- _GIVEN TASK_: Copy each of the records below line for line, with every character unchanged.

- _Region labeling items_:
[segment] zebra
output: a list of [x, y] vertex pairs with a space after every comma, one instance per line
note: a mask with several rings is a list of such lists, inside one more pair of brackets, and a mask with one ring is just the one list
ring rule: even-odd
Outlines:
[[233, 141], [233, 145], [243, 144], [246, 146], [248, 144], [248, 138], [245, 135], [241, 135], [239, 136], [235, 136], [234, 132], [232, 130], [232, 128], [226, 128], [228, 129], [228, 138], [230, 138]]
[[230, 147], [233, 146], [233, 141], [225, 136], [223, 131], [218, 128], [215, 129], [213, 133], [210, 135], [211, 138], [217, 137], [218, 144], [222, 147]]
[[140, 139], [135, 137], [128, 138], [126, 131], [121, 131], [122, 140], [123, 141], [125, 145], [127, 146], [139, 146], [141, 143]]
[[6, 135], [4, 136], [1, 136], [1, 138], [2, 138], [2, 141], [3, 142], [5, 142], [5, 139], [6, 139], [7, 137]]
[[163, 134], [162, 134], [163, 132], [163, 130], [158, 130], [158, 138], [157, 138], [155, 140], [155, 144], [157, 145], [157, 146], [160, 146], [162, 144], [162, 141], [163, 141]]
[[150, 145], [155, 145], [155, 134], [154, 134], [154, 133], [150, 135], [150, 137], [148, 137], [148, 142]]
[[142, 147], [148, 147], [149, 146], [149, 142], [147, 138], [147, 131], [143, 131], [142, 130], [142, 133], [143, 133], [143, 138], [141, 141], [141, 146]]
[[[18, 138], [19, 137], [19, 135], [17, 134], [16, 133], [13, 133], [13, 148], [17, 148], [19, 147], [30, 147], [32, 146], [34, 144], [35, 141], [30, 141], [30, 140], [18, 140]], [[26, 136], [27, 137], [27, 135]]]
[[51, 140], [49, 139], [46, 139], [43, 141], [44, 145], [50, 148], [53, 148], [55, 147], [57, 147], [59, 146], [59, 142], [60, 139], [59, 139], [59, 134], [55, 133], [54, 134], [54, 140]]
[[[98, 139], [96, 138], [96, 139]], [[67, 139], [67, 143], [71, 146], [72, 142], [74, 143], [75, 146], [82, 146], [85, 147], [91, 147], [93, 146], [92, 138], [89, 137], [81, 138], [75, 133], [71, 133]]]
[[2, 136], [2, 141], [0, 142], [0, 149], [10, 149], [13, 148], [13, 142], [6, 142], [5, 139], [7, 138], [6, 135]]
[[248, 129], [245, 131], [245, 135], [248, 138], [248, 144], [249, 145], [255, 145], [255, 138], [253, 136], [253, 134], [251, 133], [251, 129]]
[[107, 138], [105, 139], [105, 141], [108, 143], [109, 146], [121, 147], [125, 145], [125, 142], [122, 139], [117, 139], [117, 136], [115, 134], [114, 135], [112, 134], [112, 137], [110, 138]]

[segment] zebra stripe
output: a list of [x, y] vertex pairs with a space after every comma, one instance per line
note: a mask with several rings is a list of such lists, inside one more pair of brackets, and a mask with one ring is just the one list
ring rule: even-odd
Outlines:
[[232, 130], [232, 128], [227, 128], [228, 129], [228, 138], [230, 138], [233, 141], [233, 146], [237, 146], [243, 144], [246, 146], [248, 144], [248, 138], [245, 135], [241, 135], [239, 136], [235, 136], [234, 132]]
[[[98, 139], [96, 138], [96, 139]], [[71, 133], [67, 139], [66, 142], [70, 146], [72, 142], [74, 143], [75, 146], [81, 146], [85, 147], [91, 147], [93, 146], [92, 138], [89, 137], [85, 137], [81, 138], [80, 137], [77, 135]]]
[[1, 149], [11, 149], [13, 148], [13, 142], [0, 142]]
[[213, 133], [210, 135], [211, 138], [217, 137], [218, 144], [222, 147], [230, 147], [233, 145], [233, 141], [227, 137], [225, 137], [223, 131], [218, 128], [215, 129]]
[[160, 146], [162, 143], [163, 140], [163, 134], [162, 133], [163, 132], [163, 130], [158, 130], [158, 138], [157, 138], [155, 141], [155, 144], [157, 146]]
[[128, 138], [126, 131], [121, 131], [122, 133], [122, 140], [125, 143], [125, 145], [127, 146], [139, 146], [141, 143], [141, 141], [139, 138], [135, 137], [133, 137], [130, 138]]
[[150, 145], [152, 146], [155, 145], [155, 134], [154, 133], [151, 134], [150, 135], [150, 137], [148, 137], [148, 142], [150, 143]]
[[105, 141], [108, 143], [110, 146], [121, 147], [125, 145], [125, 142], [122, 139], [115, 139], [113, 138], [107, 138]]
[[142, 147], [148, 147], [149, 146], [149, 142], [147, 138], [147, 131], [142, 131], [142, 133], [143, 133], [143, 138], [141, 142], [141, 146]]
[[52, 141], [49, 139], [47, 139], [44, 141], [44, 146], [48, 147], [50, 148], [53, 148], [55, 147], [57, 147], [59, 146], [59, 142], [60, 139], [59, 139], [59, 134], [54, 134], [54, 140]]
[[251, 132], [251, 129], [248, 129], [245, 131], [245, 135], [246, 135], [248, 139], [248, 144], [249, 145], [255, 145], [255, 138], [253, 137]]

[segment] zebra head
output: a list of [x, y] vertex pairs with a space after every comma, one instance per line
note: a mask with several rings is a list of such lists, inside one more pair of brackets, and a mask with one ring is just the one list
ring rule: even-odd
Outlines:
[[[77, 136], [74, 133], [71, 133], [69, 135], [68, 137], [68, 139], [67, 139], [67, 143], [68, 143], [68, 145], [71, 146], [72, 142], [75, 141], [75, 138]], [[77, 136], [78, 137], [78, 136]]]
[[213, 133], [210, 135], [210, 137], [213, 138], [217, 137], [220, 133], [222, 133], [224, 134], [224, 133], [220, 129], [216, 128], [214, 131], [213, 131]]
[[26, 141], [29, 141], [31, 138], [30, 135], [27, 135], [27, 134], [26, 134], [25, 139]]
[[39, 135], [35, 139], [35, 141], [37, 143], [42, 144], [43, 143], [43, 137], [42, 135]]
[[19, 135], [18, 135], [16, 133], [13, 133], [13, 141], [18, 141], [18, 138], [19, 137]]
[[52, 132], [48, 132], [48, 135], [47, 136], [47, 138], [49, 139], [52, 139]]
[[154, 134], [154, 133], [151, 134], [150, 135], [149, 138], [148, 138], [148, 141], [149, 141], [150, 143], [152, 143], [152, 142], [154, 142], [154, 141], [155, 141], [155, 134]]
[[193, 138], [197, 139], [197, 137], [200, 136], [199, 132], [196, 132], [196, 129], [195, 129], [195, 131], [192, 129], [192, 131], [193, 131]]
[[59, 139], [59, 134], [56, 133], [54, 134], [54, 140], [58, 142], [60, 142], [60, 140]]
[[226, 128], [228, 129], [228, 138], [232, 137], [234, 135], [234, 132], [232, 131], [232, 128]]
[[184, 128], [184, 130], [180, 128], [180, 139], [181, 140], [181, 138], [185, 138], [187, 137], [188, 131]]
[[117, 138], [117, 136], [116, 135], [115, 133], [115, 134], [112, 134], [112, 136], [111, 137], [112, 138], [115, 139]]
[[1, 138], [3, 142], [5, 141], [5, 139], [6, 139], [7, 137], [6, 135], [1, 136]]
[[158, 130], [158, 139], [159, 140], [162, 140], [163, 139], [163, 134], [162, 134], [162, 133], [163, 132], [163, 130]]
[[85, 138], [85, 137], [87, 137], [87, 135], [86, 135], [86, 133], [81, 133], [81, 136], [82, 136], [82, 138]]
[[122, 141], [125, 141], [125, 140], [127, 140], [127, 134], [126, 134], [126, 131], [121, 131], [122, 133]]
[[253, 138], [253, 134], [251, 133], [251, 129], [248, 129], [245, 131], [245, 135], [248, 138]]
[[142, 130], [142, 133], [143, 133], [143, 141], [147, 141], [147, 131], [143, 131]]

- _TASK SOLUTION_:
[segment] zebra
output: a list of [x, y] vertex pairs with a space after every comma, one instance per line
note: a mask with several rings is a list of such lists, inside one more pair of brackets, and a mask with one ring is just the one list
ring rule: even-odd
Outlines:
[[233, 141], [233, 145], [243, 144], [246, 146], [248, 144], [248, 138], [245, 135], [241, 135], [239, 136], [235, 136], [234, 132], [232, 130], [232, 128], [226, 128], [228, 129], [228, 138], [230, 138]]
[[230, 147], [233, 146], [233, 141], [225, 136], [223, 131], [218, 128], [215, 129], [213, 133], [210, 135], [211, 138], [217, 137], [218, 144], [222, 147]]
[[140, 139], [135, 137], [128, 138], [126, 131], [121, 131], [122, 140], [123, 141], [125, 145], [127, 146], [139, 146], [141, 143]]
[[6, 135], [4, 136], [1, 136], [1, 138], [2, 138], [2, 141], [3, 142], [5, 142], [5, 139], [6, 139], [7, 137]]
[[163, 134], [162, 134], [163, 132], [163, 130], [158, 130], [158, 138], [157, 138], [155, 140], [155, 144], [157, 145], [157, 146], [160, 146], [162, 144], [162, 141], [163, 141]]
[[150, 145], [155, 145], [155, 134], [154, 134], [154, 133], [150, 135], [150, 137], [148, 137], [148, 142]]
[[142, 147], [148, 147], [149, 146], [149, 142], [147, 138], [147, 131], [143, 131], [142, 130], [142, 133], [143, 133], [143, 138], [141, 141], [141, 146]]
[[[18, 138], [19, 137], [19, 135], [17, 134], [16, 133], [13, 133], [13, 148], [17, 148], [19, 147], [30, 147], [32, 146], [34, 144], [35, 141], [30, 141], [30, 140], [18, 140]], [[26, 136], [27, 137], [27, 135]]]
[[51, 140], [49, 139], [46, 139], [43, 141], [44, 145], [50, 148], [53, 148], [55, 147], [57, 147], [59, 146], [59, 142], [60, 139], [59, 139], [59, 134], [55, 133], [54, 134], [54, 140]]
[[[98, 139], [96, 138], [96, 139]], [[67, 139], [67, 143], [71, 146], [72, 142], [74, 143], [75, 146], [82, 146], [85, 147], [91, 147], [93, 146], [92, 138], [89, 137], [81, 138], [75, 133], [71, 133]]]
[[2, 136], [2, 141], [0, 142], [0, 149], [10, 149], [13, 148], [13, 142], [6, 142], [5, 139], [7, 138], [6, 135]]
[[248, 129], [245, 131], [245, 135], [248, 138], [248, 144], [249, 145], [255, 145], [255, 138], [253, 136], [253, 134], [251, 133], [251, 129]]
[[107, 138], [105, 139], [105, 141], [108, 143], [109, 146], [121, 147], [125, 145], [125, 142], [122, 139], [117, 139], [117, 136], [115, 134], [114, 135], [112, 134], [112, 137], [110, 138]]

[segment] zebra stripe
output: a list of [x, y] vertex pairs with a space after every comma, one instance per line
note: a mask with several rings is a list of such lists, inside one more pair of brackets, and a mask with one ring is just the one list
ring rule: even-odd
Outlines:
[[232, 130], [232, 128], [227, 128], [228, 129], [228, 138], [230, 138], [233, 141], [233, 146], [237, 146], [243, 144], [246, 146], [248, 144], [248, 138], [245, 135], [241, 135], [239, 136], [235, 136], [234, 132]]
[[[98, 139], [96, 138], [96, 139]], [[71, 133], [67, 139], [66, 142], [70, 146], [72, 142], [74, 143], [75, 146], [81, 146], [85, 147], [91, 147], [93, 146], [92, 138], [89, 137], [85, 137], [81, 138], [80, 137], [77, 135]]]
[[1, 149], [11, 149], [13, 148], [13, 142], [0, 142]]
[[213, 133], [210, 135], [211, 138], [217, 137], [218, 144], [222, 147], [230, 147], [233, 145], [233, 141], [227, 137], [225, 137], [223, 131], [218, 128], [215, 129]]
[[160, 146], [162, 143], [163, 140], [163, 134], [162, 133], [163, 132], [163, 130], [158, 130], [158, 138], [157, 138], [155, 141], [155, 144], [157, 146]]
[[128, 138], [126, 131], [121, 131], [122, 133], [122, 140], [125, 143], [125, 145], [127, 146], [139, 146], [141, 143], [141, 141], [139, 138], [135, 137], [133, 137], [130, 138]]
[[150, 145], [152, 146], [155, 145], [155, 134], [154, 133], [151, 134], [150, 135], [150, 137], [148, 137], [148, 142], [150, 143]]
[[105, 141], [108, 143], [110, 146], [121, 147], [125, 145], [125, 142], [122, 139], [115, 139], [113, 138], [107, 138]]
[[142, 147], [148, 147], [149, 146], [149, 142], [147, 138], [147, 131], [142, 131], [142, 133], [143, 133], [143, 138], [141, 142], [141, 146]]
[[52, 141], [49, 139], [47, 139], [44, 141], [44, 146], [48, 147], [50, 148], [53, 148], [55, 147], [57, 147], [59, 146], [59, 142], [60, 139], [59, 139], [59, 134], [54, 134], [54, 140]]
[[251, 132], [251, 129], [248, 129], [245, 131], [245, 135], [246, 135], [248, 139], [248, 144], [249, 145], [255, 145], [255, 138], [253, 137]]

[segment] zebra head
output: a list of [x, y] vertex pairs with a space after every comma, one instance per line
note: a mask with several rings is a list of such lists, inside one more pair of brackets, and a mask with one ring is just the one list
ring rule: even-odd
Outlines:
[[[77, 136], [74, 133], [71, 133], [69, 135], [68, 137], [68, 139], [67, 139], [67, 143], [68, 143], [68, 145], [71, 146], [72, 142], [75, 141], [75, 138]], [[77, 136], [78, 137], [78, 136]]]
[[213, 133], [210, 135], [210, 137], [213, 138], [217, 137], [220, 133], [222, 133], [224, 134], [224, 133], [220, 129], [216, 128], [214, 131], [213, 131]]
[[26, 141], [29, 141], [31, 138], [30, 135], [27, 135], [27, 134], [26, 134], [25, 139]]
[[39, 135], [35, 139], [35, 141], [37, 143], [42, 144], [43, 143], [43, 137], [42, 135]]
[[19, 135], [18, 135], [16, 133], [13, 133], [13, 141], [18, 141], [18, 138], [19, 137]]
[[52, 132], [48, 132], [48, 135], [47, 136], [47, 138], [49, 139], [52, 139]]
[[154, 134], [154, 133], [151, 134], [150, 135], [149, 138], [148, 138], [148, 141], [149, 141], [150, 143], [152, 143], [152, 142], [154, 142], [154, 141], [155, 141], [155, 134]]
[[193, 138], [197, 139], [197, 137], [200, 136], [199, 132], [196, 132], [196, 129], [195, 129], [195, 131], [192, 129], [192, 131], [193, 131]]
[[59, 139], [59, 134], [56, 133], [54, 134], [54, 140], [58, 142], [60, 142], [60, 140]]
[[226, 128], [228, 129], [228, 138], [232, 137], [234, 135], [234, 132], [232, 131], [232, 128]]
[[184, 128], [184, 130], [180, 128], [180, 139], [181, 140], [181, 138], [185, 138], [187, 137], [188, 131]]
[[117, 138], [117, 136], [116, 135], [115, 133], [115, 134], [112, 134], [112, 136], [111, 137], [112, 138], [115, 139]]
[[1, 138], [3, 142], [5, 141], [5, 139], [6, 139], [7, 137], [6, 135], [1, 136]]
[[158, 130], [158, 139], [159, 140], [162, 140], [163, 139], [163, 134], [162, 134], [162, 133], [163, 132], [163, 130]]
[[85, 138], [85, 137], [87, 137], [87, 135], [86, 135], [86, 133], [81, 133], [81, 136], [82, 136], [82, 138]]
[[122, 141], [125, 141], [125, 140], [127, 140], [127, 134], [126, 134], [126, 131], [121, 131], [122, 133]]
[[253, 138], [253, 134], [251, 133], [251, 129], [248, 129], [245, 131], [245, 135], [248, 138]]
[[142, 130], [142, 133], [143, 133], [143, 141], [147, 141], [147, 131], [143, 131]]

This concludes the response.